(Referring expression pointing data)
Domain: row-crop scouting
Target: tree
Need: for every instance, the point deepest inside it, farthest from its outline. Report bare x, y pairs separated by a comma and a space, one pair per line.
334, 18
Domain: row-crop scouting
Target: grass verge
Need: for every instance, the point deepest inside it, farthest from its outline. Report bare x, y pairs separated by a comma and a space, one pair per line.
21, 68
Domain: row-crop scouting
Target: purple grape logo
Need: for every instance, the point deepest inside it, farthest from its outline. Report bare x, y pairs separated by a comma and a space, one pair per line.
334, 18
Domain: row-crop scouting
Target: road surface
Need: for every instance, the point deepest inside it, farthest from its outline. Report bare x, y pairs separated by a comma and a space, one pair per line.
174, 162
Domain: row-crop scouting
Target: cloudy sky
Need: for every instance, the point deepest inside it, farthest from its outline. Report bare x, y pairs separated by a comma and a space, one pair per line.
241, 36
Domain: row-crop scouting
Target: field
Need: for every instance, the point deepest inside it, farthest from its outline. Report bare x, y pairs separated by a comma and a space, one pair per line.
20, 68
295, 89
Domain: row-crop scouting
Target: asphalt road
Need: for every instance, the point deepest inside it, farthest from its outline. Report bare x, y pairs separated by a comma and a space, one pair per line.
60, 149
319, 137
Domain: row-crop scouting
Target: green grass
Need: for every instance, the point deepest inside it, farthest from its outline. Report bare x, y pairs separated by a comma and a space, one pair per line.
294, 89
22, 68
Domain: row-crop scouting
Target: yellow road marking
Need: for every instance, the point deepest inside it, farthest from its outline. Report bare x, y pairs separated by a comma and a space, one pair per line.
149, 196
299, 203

→ **REQUIRED ACTION**: Look through the entries above, and wherever a line holds the word "Target", copy it.

→ **WORKED SOLUTION**:
Target: tree
Target: grass verge
Target: purple grape logo
Target: road surface
Target: cloudy sky
Target: field
Target: asphalt road
Target: green grass
Target: yellow road marking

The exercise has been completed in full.